[Tarefas a realizar]:
1) Segundo o comentário no texto da Quaresma, onde é "fabricada" a medida de Deus?
2) De acordo com o texto da Quaresma, de que são libertados os que se deixam salvar por Jesus? Enumere tudo.
3) Retome o texto da Quaresma a partir do ponto em que termina.

[Excerto da fonte]:
Tempo de Quaresma II Semana
Evangelho:
Lc 6 36-38
36 Sede
misericordiosos, como também vosso Pai é misericordioso. 37 Não
julgueis e não sereis julgados; não condeneis e não sereis condenados; perdoai
e sereis perdoados; 38 dai e dar-se-vos-á. Uma medida boa, cheia,
recalcada e a transbordar vos será lançada nas dobras do vosso vestido. Porque,
com a mesma medida com que medirdes para os outros, será medido para vós».
Comentário:
A
medida que o Senhor usa para connosco é infinitamente desproporcional à que
usamos para com os outros e, até, para com Ele.
Não
admira que seja assim; a nossa é uma medida humana, a de Deus é divina; a nossa
é limitada pelas nossas fraquezas, calculismo e pouca generosidade; a de Deus
não tem limites; a que temos usamo-la na terra, a de Deus é
"fabricada" no Céu.
A
medida de Deus e a medida dos homens!
Ainda
bem que o Senhor é generoso porque se, de facto e - como diz - usasse para
connosco a medida que usamos não nos chegariam senão uma ínfima parte das
graças que tem para nos dar.
(ama, comentário sobre Lc 6, 36-38,
2011.03.21)
Leitura espiritual
EXORTAÇÃO APOSTÓLICA EVANGELII GAUDIUM
DO SANTO PADRE FRANCISCO
AO EPISCOPADO, AO CLERO ÀS
PESSOAS CONSAGRADAS E AOS FIÉIS LEIGOS SOBRE O ANÚNCIO DO EVANGELHO NO MUNDO
ACTUAL
1. A Alegria do Evangelho enche o
coração e a vida inteira daqueles que se encontram com Jesus. Quantos se deixam
salvar por Ele são libertados do pecado, da tristeza, do vazio interior, do
isolamento. Com Jesus Cristo, renasce sem cessar a alegria. Quero, com esta
Exortação, dirigir-me aos fiéis cristãos a fim de os convidar para uma nova
etapa evangelizadora marcada por esta alegria e indicar caminhos para o
percurso da Igreja nos próximos anos.
I. alegria
que se renova e comunica
2. O grande risco do mundo actual, com
sua múltipla e avassaladora oferta de consumo, é uma tristeza individualista
que brota do coração comodista e mesquinho, da busca desordenada de prazeres
superficiais, da consciência isolada.

[Material]:
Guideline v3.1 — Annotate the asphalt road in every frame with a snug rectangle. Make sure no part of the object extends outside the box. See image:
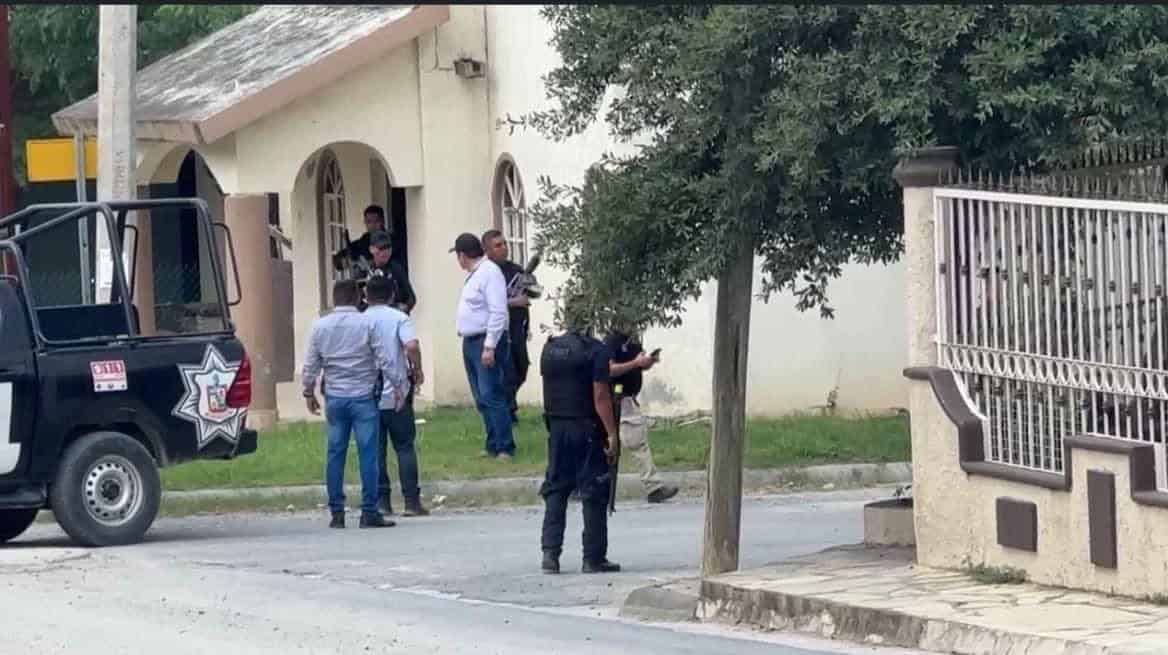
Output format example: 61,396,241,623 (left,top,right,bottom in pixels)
0,492,929,655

[Resultados das tarefas]:
1) No Céu.

2) Do pecado, da tristeza, do vazio interior e do isolamento.

3)
Quando a vida interior se fecha nos próprios
interesses, deixa de haver espaço para os outros, já não entram os pobres, já
não se ouve a voz de Deus, já não se goza da doce alegria do seu amor, nem
fervilha o entusiasmo de fazer o bem. Este é um risco, certo e permanente, que
correm também os crentes. Muitos caem nele, transformando-se em pessoas
ressentidas, queixosas, sem vida.
Esta não é a escolha duma vida digna e
plena, este não é o desígnio que Deus tem para nós, esta não é a vida no
Espírito que jorra do coração de Cristo ressuscitado.
3. Convido todo o cristão, em qualquer
lugar e situação que se encontre, a renovar hoje mesmo o seu encontro pessoal
com Jesus Cristo ou, pelo menos, a tomar a decisão de se deixar encontrar por
Ele, de O procurar dia a dia sem cessar. Não há motivo para alguém poder pensar
que este convite não lhe diz respeito, já que «da alegria trazida pelo Senhor
ninguém é excluído»
[1].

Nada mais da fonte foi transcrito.